Extracted text:
New to n8n? Start with our step-by-step setup guide, then come back to build this workflow.
Your sales team is drowning in raw lead data. You’ve scraped thousands of contacts from LinkedIn, Apollo, or custom sources, but half have missing emails, the phone formats are inconsistent, and nobody wants to manually clean 2,000 rows in a spreadsheet before Monday’s call list is ready. There has to be a better way.
There is. This guide walks you through building a fully automated AI lead processing pipeline in n8n that scrapes leads with Apify, validates and deduplicates them using Google Gemini, writes clean records to Google Sheets, and sends your team a Telegram summary, all without touching a single CSV file.
Prefer to skip the build? Grab the ready-made template → and have it running in under 10 minutes.
What You’ll Build
- A parent workflow (or manual trigger) fires this sub-workflow, passing along scraping parameters.

Work to complete:
[1] Shorten the paragraph of the n8n guide that begins "There is. This guide walks you through" into a bulleted list that keeps its main facts.
[2] Quote the n8n guide word for word, starting at "New to n8n?" and ending at "single CSV file.".

Extracted data:
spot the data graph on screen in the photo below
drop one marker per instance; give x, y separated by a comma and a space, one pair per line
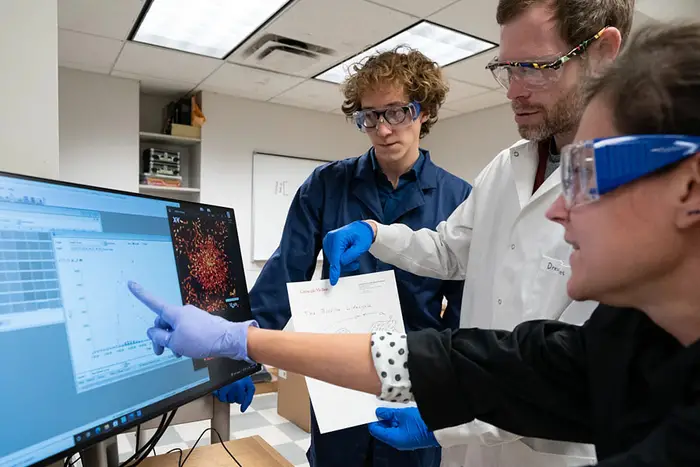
106, 325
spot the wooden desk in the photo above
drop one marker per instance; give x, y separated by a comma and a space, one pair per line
250, 452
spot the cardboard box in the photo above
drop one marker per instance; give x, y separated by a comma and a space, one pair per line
185, 130
293, 399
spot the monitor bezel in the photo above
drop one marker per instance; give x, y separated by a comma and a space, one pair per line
180, 399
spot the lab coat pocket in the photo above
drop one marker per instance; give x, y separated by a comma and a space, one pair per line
549, 297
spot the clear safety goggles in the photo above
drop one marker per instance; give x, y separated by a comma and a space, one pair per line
534, 75
589, 169
395, 115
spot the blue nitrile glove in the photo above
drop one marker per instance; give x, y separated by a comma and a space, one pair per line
402, 429
342, 247
194, 333
238, 392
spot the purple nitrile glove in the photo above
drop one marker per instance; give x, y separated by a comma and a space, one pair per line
402, 429
238, 392
342, 247
194, 333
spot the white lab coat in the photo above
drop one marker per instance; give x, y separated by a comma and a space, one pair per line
515, 263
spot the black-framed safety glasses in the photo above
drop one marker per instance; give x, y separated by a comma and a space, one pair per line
394, 115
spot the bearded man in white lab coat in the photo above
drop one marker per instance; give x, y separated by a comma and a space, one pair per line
515, 262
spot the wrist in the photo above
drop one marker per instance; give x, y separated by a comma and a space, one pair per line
373, 227
235, 341
251, 339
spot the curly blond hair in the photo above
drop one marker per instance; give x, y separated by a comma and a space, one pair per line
420, 78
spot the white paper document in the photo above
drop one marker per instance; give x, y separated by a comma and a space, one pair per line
356, 304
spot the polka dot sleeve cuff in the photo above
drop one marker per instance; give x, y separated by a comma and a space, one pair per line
390, 355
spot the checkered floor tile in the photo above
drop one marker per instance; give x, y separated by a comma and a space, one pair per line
260, 419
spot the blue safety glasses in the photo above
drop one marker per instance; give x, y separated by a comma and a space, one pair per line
589, 169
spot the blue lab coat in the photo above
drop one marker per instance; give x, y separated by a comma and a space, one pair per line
337, 194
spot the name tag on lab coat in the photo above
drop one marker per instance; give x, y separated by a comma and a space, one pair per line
555, 266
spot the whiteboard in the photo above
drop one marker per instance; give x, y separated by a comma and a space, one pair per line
276, 180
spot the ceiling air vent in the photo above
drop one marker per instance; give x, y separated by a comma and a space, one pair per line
283, 54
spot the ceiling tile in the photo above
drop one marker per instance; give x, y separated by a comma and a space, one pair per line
107, 18
444, 114
419, 8
475, 17
312, 94
156, 86
669, 10
338, 30
161, 63
87, 52
473, 70
460, 90
482, 101
247, 82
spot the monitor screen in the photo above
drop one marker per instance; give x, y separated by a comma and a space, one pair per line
77, 364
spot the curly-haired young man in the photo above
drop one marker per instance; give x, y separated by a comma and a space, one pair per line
394, 98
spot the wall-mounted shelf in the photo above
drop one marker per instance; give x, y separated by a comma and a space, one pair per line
166, 189
147, 137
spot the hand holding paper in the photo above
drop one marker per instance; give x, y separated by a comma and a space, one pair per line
358, 304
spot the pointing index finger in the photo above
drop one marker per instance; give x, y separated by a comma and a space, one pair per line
162, 309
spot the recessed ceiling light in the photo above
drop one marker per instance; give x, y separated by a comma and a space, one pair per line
207, 27
442, 45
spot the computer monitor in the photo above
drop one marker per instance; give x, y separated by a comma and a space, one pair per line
77, 366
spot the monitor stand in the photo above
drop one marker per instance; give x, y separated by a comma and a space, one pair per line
102, 454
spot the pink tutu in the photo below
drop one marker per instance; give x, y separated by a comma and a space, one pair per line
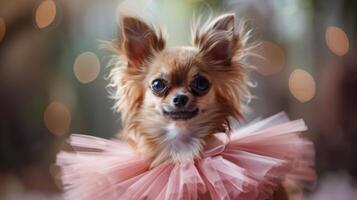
246, 166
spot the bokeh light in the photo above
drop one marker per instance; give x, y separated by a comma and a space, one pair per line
337, 40
57, 118
270, 59
45, 13
2, 29
86, 67
302, 85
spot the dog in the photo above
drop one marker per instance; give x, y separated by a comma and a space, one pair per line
173, 99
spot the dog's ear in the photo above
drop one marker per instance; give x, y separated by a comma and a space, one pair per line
138, 40
217, 40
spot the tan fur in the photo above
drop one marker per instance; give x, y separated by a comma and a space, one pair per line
217, 52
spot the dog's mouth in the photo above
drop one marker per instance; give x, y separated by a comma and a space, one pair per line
182, 114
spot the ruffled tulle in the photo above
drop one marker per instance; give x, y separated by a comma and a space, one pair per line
246, 166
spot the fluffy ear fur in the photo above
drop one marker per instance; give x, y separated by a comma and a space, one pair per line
217, 40
138, 40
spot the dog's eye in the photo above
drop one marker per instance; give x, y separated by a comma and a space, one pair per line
159, 86
199, 85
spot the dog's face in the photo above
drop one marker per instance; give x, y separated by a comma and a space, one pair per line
179, 87
173, 99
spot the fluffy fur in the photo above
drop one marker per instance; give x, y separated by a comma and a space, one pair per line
218, 53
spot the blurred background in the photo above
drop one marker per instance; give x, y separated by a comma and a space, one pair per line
52, 79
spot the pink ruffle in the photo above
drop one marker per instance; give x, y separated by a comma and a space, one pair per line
247, 166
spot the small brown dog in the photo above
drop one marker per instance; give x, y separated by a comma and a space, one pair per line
172, 100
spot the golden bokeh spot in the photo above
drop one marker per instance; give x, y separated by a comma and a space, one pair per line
270, 59
337, 40
57, 118
302, 85
45, 13
2, 29
86, 67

Outputs for the tasks:
[1]
- The guide shows how to build a fully automated AI lead processing pipeline in n8n.
- Apify scrapes the leads.
- Google Gemini validates and deduplicates them.
- Clean records are written to Google Sheets.
- The team gets a summary on Telegram.
- No CSV files need to be handled.

[2]
New to n8n? Start with our step-by-step setup guide, then come back to build this workflow.
Your sales team is drowning in raw lead data. You’ve scraped thousands of contacts from LinkedIn, Apollo, or custom sources, but half have missing emails, the phone formats are inconsistent, and nobody wants to manually clean 2,000 rows in a spreadsheet before Monday’s call list is ready. There has to be a better way.
There is. This guide walks you through building a fully automated AI lead processing pipeline in n8n that scrapes leads with Apify, validates and deduplicates them using Google Gemini, writes clean records to Google Sheets, and sends your team a Telegram summary, all without touching a single CSV file.